▸ INSTRUCTIONS TO FOLLOW
Please repeat the material word for word from the line with "of the distant" to the line with "pixel 57 29", both lines included.

— Start of RECORD LIST —

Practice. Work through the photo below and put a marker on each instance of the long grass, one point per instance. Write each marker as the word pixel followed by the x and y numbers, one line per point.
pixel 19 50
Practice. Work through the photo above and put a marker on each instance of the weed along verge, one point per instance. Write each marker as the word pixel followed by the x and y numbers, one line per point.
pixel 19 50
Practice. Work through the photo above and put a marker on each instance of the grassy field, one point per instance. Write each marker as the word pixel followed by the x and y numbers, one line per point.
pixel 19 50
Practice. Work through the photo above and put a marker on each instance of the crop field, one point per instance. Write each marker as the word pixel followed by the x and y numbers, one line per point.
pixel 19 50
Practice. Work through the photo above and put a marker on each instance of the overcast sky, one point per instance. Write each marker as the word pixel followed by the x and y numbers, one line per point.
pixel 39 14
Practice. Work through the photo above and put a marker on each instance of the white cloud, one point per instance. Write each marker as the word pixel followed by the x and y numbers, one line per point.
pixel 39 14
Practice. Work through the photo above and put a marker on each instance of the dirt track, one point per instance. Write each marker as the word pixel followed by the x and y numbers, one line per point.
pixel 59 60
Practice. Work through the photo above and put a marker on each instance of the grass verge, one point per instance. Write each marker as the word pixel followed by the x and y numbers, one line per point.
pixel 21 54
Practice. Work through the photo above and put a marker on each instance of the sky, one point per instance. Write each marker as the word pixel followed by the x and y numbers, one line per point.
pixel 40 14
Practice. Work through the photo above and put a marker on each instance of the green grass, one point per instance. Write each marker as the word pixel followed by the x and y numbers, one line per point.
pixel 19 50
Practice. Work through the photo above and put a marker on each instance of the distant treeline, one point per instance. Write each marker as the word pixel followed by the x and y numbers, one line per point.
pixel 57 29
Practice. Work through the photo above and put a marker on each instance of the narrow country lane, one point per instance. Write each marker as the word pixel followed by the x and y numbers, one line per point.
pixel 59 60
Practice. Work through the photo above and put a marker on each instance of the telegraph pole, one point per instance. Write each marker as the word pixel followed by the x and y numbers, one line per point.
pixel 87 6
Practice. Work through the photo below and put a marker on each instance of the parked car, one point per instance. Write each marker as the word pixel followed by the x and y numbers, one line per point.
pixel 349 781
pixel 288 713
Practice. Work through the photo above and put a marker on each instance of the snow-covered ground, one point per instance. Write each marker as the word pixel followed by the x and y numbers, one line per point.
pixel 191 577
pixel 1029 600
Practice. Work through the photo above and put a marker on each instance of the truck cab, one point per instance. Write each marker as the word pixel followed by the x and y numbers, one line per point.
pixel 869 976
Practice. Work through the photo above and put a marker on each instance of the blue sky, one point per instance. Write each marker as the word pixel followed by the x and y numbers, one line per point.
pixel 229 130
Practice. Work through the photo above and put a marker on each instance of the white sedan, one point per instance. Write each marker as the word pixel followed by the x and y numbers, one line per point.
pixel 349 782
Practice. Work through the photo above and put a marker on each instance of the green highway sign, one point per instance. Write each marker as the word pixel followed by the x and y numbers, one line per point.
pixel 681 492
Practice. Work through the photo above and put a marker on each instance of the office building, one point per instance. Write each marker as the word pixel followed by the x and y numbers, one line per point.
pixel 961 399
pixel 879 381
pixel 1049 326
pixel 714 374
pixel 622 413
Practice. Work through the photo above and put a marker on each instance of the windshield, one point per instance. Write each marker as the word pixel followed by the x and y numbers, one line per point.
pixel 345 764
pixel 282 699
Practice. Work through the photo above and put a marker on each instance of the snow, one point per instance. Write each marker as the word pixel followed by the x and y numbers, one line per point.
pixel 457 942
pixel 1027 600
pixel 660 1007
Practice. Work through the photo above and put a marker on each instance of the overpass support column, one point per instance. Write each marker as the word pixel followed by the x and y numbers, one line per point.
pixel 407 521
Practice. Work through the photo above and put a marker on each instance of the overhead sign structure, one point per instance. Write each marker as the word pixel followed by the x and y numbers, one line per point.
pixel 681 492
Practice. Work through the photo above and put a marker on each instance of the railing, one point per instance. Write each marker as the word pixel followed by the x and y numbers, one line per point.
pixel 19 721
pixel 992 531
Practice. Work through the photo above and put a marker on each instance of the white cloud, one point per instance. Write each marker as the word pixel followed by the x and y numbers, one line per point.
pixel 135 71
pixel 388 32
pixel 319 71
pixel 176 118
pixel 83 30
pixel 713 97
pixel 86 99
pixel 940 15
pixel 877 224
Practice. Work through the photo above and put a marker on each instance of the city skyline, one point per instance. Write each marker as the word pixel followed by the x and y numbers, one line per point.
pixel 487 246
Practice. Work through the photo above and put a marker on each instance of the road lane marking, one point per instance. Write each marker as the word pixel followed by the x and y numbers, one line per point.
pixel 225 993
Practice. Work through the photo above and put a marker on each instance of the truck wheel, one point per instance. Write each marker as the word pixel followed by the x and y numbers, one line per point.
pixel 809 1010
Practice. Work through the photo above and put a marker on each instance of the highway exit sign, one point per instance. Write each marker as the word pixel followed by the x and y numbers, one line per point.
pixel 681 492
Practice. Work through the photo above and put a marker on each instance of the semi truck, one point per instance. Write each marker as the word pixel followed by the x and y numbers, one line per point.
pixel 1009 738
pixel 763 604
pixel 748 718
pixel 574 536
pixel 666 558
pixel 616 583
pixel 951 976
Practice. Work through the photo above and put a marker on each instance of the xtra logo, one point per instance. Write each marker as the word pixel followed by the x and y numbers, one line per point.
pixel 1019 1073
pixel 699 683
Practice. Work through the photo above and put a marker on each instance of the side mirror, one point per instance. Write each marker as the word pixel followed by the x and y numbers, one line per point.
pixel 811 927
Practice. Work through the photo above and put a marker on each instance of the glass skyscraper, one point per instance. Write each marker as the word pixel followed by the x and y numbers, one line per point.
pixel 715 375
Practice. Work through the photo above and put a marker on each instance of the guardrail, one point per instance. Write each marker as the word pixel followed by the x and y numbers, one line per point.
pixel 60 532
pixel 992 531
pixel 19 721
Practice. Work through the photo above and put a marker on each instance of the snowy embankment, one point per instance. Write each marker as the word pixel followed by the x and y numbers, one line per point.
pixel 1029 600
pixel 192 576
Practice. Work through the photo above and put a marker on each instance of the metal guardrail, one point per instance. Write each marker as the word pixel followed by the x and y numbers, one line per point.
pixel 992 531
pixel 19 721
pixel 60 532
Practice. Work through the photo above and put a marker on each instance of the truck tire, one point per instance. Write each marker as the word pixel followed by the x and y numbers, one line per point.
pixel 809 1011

— End of RECORD LIST —

▸ WRITTEN RESPONSE
Practice. Work through the photo above and put a marker on each instance of the distant treeline, one point per instance. Write each marker as the word pixel followed by the x and y numbers, one line per point.
pixel 57 29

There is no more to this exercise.